= Short task =
Could you retype the data word for word, everything from the line containing "Every instance of the window frame" down through the line containing "<point>212,164</point>", with both of those lines included and the pictures left out?

= Data extract =
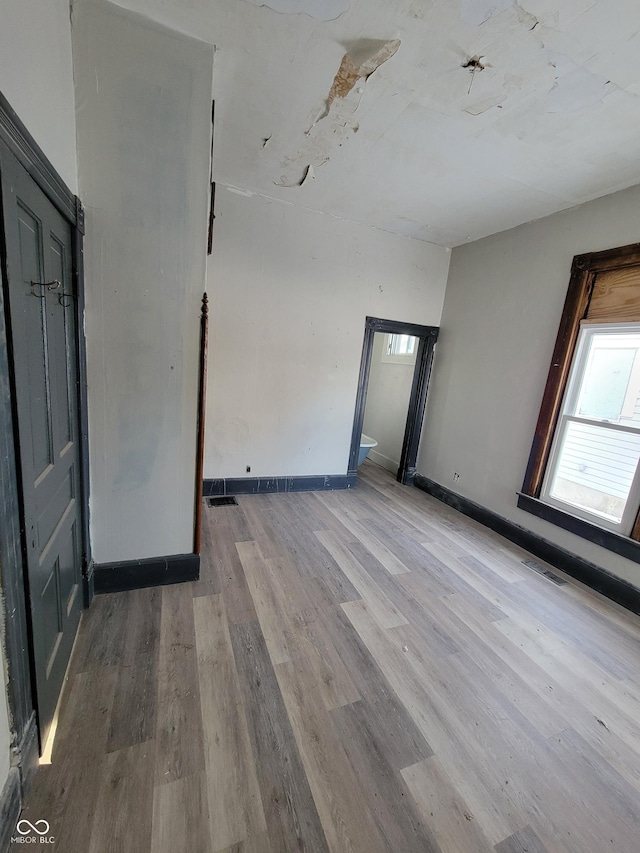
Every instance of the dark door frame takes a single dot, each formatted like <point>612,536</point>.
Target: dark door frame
<point>16,141</point>
<point>427,336</point>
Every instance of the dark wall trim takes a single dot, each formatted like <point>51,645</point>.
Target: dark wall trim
<point>13,793</point>
<point>139,574</point>
<point>10,808</point>
<point>588,573</point>
<point>622,545</point>
<point>271,485</point>
<point>33,158</point>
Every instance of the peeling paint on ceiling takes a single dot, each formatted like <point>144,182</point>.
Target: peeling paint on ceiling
<point>574,88</point>
<point>322,10</point>
<point>349,73</point>
<point>552,121</point>
<point>476,12</point>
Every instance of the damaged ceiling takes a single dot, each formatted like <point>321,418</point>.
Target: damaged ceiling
<point>364,109</point>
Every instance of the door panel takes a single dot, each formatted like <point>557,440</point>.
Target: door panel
<point>44,348</point>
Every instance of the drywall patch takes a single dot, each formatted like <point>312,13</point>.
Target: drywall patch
<point>321,10</point>
<point>477,12</point>
<point>574,87</point>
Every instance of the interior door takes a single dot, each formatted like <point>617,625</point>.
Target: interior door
<point>42,321</point>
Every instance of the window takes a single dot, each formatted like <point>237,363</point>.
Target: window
<point>584,468</point>
<point>401,349</point>
<point>593,465</point>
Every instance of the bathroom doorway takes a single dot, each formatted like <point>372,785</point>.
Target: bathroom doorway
<point>392,393</point>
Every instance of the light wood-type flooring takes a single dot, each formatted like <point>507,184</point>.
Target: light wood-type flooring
<point>363,671</point>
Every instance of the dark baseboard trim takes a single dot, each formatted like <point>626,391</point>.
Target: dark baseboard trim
<point>622,545</point>
<point>10,807</point>
<point>139,574</point>
<point>88,585</point>
<point>588,573</point>
<point>271,485</point>
<point>27,755</point>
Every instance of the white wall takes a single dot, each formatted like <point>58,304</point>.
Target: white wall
<point>385,417</point>
<point>144,123</point>
<point>36,78</point>
<point>290,291</point>
<point>502,310</point>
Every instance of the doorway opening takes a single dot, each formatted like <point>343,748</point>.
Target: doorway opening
<point>396,360</point>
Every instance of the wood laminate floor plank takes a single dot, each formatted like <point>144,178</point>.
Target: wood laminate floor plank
<point>235,806</point>
<point>179,732</point>
<point>452,823</point>
<point>346,816</point>
<point>123,792</point>
<point>354,672</point>
<point>133,715</point>
<point>290,812</point>
<point>180,818</point>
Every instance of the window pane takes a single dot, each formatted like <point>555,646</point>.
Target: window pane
<point>595,468</point>
<point>401,345</point>
<point>605,383</point>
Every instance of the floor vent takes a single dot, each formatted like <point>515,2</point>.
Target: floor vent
<point>545,572</point>
<point>225,500</point>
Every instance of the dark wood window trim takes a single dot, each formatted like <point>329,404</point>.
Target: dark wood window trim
<point>584,271</point>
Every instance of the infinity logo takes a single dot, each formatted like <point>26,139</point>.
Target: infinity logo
<point>24,827</point>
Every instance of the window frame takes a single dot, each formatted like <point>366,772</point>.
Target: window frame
<point>568,414</point>
<point>584,271</point>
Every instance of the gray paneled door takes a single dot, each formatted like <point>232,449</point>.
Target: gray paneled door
<point>42,314</point>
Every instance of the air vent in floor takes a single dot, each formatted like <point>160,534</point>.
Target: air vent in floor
<point>545,572</point>
<point>226,500</point>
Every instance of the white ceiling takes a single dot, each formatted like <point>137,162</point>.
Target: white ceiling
<point>424,147</point>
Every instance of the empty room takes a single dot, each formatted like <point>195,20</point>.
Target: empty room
<point>326,316</point>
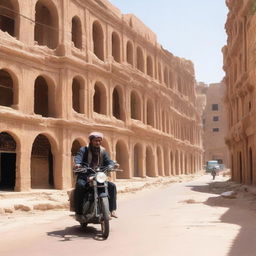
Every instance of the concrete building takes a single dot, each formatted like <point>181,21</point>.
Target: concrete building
<point>239,64</point>
<point>215,123</point>
<point>69,67</point>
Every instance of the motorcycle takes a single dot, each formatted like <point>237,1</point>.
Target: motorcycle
<point>95,203</point>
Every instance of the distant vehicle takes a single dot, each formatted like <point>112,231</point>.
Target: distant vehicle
<point>212,164</point>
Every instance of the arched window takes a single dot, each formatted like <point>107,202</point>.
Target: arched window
<point>46,24</point>
<point>42,171</point>
<point>43,98</point>
<point>149,66</point>
<point>122,157</point>
<point>7,161</point>
<point>9,17</point>
<point>160,161</point>
<point>140,60</point>
<point>77,32</point>
<point>150,113</point>
<point>166,76</point>
<point>135,106</point>
<point>78,95</point>
<point>159,73</point>
<point>118,104</point>
<point>129,52</point>
<point>170,79</point>
<point>116,47</point>
<point>179,85</point>
<point>99,99</point>
<point>150,162</point>
<point>137,160</point>
<point>6,89</point>
<point>98,40</point>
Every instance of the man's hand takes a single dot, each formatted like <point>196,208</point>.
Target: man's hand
<point>77,166</point>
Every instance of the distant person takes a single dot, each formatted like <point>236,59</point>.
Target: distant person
<point>213,172</point>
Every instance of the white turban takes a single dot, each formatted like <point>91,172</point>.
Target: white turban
<point>95,135</point>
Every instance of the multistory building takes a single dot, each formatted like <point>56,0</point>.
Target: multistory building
<point>69,67</point>
<point>239,65</point>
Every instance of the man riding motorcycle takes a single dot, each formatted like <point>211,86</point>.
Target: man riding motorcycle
<point>94,155</point>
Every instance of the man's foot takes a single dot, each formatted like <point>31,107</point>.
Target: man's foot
<point>79,217</point>
<point>113,214</point>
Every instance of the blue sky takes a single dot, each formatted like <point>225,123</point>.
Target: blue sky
<point>191,29</point>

= Solution to this problem =
Every instance of the window frame takes a single dot, each formatted like <point>366,772</point>.
Target: window frame
<point>568,414</point>
<point>584,271</point>
Every instance of the gray paneled door takes a single dot, each formatted like <point>232,449</point>.
Target: gray paneled door
<point>42,314</point>
Every instance of the air vent in floor takes a single dot, each formatted like <point>160,534</point>.
Target: air vent in floor
<point>545,572</point>
<point>226,500</point>
Every instance of the white ceiling takes a single dot, each formatted like <point>137,162</point>.
Target: white ceiling
<point>424,147</point>
Every instance of the empty room takes a single dot, each formatted like <point>195,20</point>.
Target: empty room
<point>326,316</point>
Every instance of the concrete building takes a single dot, each formatted like <point>181,21</point>.
Target: concrete building
<point>239,64</point>
<point>215,123</point>
<point>69,67</point>
Every instance of the motorcycle takes a single dot, each formatted like <point>237,1</point>.
Target: motorcycle
<point>95,203</point>
Every instance of the distant vehicle takes a single dot, each formatted like <point>112,231</point>.
Target: distant vehicle
<point>212,164</point>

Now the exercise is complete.